AUFGABEN.
[a] Zitiere bitte wörtlich aus dem Text über Idlib: Beginne bei den Worten „Am Freitag treffen“ und höre nach „für die Türkei.“ auf.
[b] Führe den Text über Idlib im Anschluss an seinen letzten Satz weiter.

TEXTPASSAGE.
+++

Am Freitag treffen sich die Präsidenten Russlands, Irans und der Türkei in Teheran, um die Lage in Syrien zu besprechen. Besonders die Türkei bringt die geplante Großoffensive der syrischen Armee gegen die letzte große Terroristenhochburg Idlib in eine Zwickmühle, meint der Nahost-Experte Udo Steinbach. Die USA werden sich dagegen raushalten.

Herr Steinbach, die syrische Armee plant die Zurückeroberung von Idlib. Welche Rolle spielt diese Region?

Die Region spielt für das syrische Regime eine große Rolle, denn deren Rückeroberung würde praktisch bestätigen, dass das Regime nicht nur überlebt, sondern das gesamte Staatsgebiet wieder in seine Gewalt bekommt. Das ist psychologisch und politisch wichtig. Darüber hinaus ist die Region nicht unwichtig für die Nachbarn, insbesondere für die Türkei.

Auf welche Gegenwehr wird die syrische Armee in Idlib stoßen? Wer hält sich dort auf?

Zunächst sind dies die Türken, die dort eine Reihe von kleinen Stützpunkten unterhalten und auch entschlossen zu sein scheinen, einen gewissen Widerstand zu leisten, denn sie haben sich mit Luftabwehr-Raketen ausgerüstet. Der größere Teil militärischen Widerstandes ist jedoch von einer Reihe von Nachfolgeorganisationen der al-Nusra-Front zu erwarten. Das sind beinharte Islamisten, die sich nach und nach nach Idlib zurückziehen mussten. Das ist ihr letzter Punkt des Widerstandes, den sie verteidigen werden. Denn die Frage für diese Extremisten ist, wo sie von dort noch hingehen können. Sie sind praktisch umzingelt von der syrischen Armee.Es gibt bereits erste militärische Aktionen, aber noch scheinen die internationalen Player in der Region sich abstimmen zu wollen. Morgen werden die Präsidenten Russlands, Irans und der Türkei über ihr Vorgehen in Idlib beraten. Worum geht es da?

+++

QUELLENAUSZUG.
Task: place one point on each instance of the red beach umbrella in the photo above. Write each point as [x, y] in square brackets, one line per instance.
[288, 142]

+++

LÖSUNGEN.
[a]
Am Freitag treffen sich die Präsidenten Russlands, Irans und der Türkei in Teheran, um die Lage in Syrien zu besprechen. Besonders die Türkei bringt die geplante Großoffensive der syrischen Armee gegen die letzte große Terroristenhochburg Idlib in eine Zwickmühle, meint der Nahost-Experte Udo Steinbach. Die USA werden sich dagegen raushalten.

Herr Steinbach, die syrische Armee plant die Zurückeroberung von Idlib. Welche Rolle spielt diese Region?

Die Region spielt für das syrische Regime eine große Rolle, denn deren Rückeroberung würde praktisch bestätigen, dass das Regime nicht nur überlebt, sondern das gesamte Staatsgebiet wieder in seine Gewalt bekommt. Das ist psychologisch und politisch wichtig. Darüber hinaus ist die Region nicht unwichtig für die Nachbarn, insbesondere für die Türkei.

[b]
Da geht es um die Frage, ob das Ganze stattfinden wird oder nicht. Im Prinzip sind die Weichen natürlich schon gestellt in Richtung eines Angriffs. Eigentlich geht es hier nur noch um die Türkei, die dagegen ist. Die Russen sind dafür, und auch die Iraner unterstützen die syrische Politik. Die Türkei hat zumindest einen gewissen Einfluss auf eine Reihe islamistischer Gruppen in dieser Region. So laufen schon seit geraumer Zeit Gespräche der Russen mit den Türken, ob sie diese islamistischen Gruppen nicht zur Aufgabe bewegen können.

Diese drei Länder bilden das Astana-Format, das vom Westen versucht wird kleinzureden oder gar zu behindern. Aber sie schaffen im Gegensatz zur Uno schon Fakten, oder?

Ja, sie schaffen Fakten, aber sie kommen einer politischen Lösung auch noch nicht wirklich näher. Nach wie vor steht die Frage: Wird das Assad-Regime bleiben? Und wenn ja, wie lange? Mir scheint, dass auch die Russen inzwischen daran interessiert sein könnten, die Verhandlungen wieder in Richtung Genf zu verlegen. Ich habe das Gefühl, dass Frau Merkel mit Herrn Putin darüber gesprochen hat, dass die deutsche und die europäische Politik beim Thema Syrien wieder zum Zuge kommt.

Was ist eigentlich aus dem ursprünglich für diese Woche geplanten Syrien-Gipfel mit Merkel und Macron geworden? Der findet nun wohl doch nicht statt. Hat sich Europa damit nicht wieder aus dem Thema zurückgezogen?

Natürlich haben Sie Recht, die europäische Position ist schwach und blass. Aber ich glaube, es ist eine richtige Entwicklung, die Russen in Richtung Genf zu drängen. Denn die Russen wollen eine Lösung der Syrien-Krise, weil ihnen ihr Engagement dort langsam zu teuer wird.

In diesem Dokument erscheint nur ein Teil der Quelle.